## Cosa fare
Estrai per favore dal brano proposto, parola per parola, la parte che si apre con le parole contenenti "Ed è allora" e si chiude con "soldi in mano.".

Chiedimi se sono felice
- Marco Iannelli
- Feb 7, 2016
- 4 min read

Era un pò che ci pensavo. Con insistenza.
Stamane mentre mi facevo la barba davanti allo specchio, tutto ad un tratto, finalmente me lo sono imposto. Prendendo coraggio, dal profondo dell'intimo, ho deciso.
Ho forzato una sorta di pudore personale che, da sempre, mi contraddistingue soprattutto nei momenti in cui devo prendere di petto il mio alter ego, la mia immagine, che la mattina sta impalata dinnanzi a me ad di là del vetro riflettente del bagno.
Ci vuole coraggio; grande coraggio e determinazione.
Anche perchè quel tizio, la mattina, è sempre nervoso.
Intrattabile, riluttante, ostico, a creare in qualche modo il giusto collegamento mentale. Una connessione virtuale cerebrale necessaria: prima a fargli recepire questa mia singolare esigenza, e poi per convincerlo a venirmi incontro per pormi, alla fine, la fatidica domanda.
Ed è allora che, vinta ogni resistenza passiva del tipaccio oscitante che avevo davanti a me, sono riuscito a partecipargli la fatidica domanda: "chiedimi se sono felice".
Sì, proprio così. Mi sono connesso mentalmente con quell'energumeno un pò panzuto dello specchio e gli ho finalmente veicolato telepaticamente, empaticamente la richiesta: "chiedimi se sono felice", ti prego, non voglio ripetertelo più: "chiedimi se sono felice".
Lui da lì ha compreso immediatamente la mia esigenza, che non stavo evocando un film commedia del 2000 del trio comico Aldo, Giovanni & Giacomo, diretto da loro e da Massimo Venier (è furbo, è scalto, è maledettamente pronto quando vuole, Dio quanto mi fa incazzare questo suo aspetto del carattere) però, come se niente fosse, non ha battuto ciglio ed ha continuato a fissarmi, imperterrito, con il rasoio bilama di plastica da quattro soldi in mano.

## Dati grezzi
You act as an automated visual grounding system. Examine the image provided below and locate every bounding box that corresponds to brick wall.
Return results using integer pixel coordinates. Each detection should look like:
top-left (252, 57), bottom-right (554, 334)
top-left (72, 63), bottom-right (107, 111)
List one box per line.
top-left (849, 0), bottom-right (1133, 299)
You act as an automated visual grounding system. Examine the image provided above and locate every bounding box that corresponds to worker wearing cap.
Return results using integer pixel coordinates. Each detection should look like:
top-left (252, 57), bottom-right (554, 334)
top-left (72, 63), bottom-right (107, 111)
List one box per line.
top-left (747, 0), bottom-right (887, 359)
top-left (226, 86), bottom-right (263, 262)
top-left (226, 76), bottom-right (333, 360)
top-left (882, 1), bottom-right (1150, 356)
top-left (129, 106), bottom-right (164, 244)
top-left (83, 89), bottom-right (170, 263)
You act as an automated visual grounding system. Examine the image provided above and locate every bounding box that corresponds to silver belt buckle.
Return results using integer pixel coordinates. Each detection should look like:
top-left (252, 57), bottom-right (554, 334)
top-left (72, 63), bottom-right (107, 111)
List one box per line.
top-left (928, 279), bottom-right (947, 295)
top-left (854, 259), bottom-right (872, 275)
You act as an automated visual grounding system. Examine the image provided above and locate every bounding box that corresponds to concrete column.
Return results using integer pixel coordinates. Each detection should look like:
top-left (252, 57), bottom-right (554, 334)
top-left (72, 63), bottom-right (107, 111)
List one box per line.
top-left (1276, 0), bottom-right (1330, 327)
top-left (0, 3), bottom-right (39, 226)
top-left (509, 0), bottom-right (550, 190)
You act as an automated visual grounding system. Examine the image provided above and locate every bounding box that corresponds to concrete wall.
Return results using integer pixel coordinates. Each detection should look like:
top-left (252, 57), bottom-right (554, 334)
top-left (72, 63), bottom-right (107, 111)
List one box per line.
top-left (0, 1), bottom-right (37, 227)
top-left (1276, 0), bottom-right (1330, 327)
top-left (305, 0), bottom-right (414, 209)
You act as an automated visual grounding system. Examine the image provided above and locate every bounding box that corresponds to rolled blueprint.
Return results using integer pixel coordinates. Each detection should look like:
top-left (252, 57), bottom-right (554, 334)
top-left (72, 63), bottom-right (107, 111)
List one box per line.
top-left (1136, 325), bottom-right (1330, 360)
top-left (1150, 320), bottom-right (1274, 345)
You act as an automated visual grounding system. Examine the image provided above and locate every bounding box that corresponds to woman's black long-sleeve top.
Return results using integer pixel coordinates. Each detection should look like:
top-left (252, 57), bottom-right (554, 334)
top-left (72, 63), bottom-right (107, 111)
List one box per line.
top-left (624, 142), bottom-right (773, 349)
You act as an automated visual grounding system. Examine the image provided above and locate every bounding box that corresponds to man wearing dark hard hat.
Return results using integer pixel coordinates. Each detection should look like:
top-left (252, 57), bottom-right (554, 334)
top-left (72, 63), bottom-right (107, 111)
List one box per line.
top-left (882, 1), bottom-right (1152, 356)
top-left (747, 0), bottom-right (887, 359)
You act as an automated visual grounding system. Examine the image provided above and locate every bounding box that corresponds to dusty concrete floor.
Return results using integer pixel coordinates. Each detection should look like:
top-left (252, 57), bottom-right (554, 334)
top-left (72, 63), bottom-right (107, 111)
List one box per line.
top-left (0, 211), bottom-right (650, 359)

## Risposta scritta
Ed è allora che, vinta ogni resistenza passiva del tipaccio oscitante che avevo davanti a me, sono riuscito a partecipargli la fatidica domanda: "chiedimi se sono felice".
Sì, proprio così. Mi sono connesso mentalmente con quell'energumeno un pò panzuto dello specchio e gli ho finalmente veicolato telepaticamente, empaticamente la richiesta: "chiedimi se sono felice", ti prego, non voglio ripetertelo più: "chiedimi se sono felice".
Lui da lì ha compreso immediatamente la mia esigenza, che non stavo evocando un film commedia del 2000 del trio comico Aldo, Giovanni & Giacomo, diretto da loro e da Massimo Venier (è furbo, è scalto, è maledettamente pronto quando vuole, Dio quanto mi fa incazzare questo suo aspetto del carattere) però, come se niente fosse, non ha battuto ciglio ed ha continuato a fissarmi, imperterrito, con il rasoio bilama di plastica da quattro soldi in mano.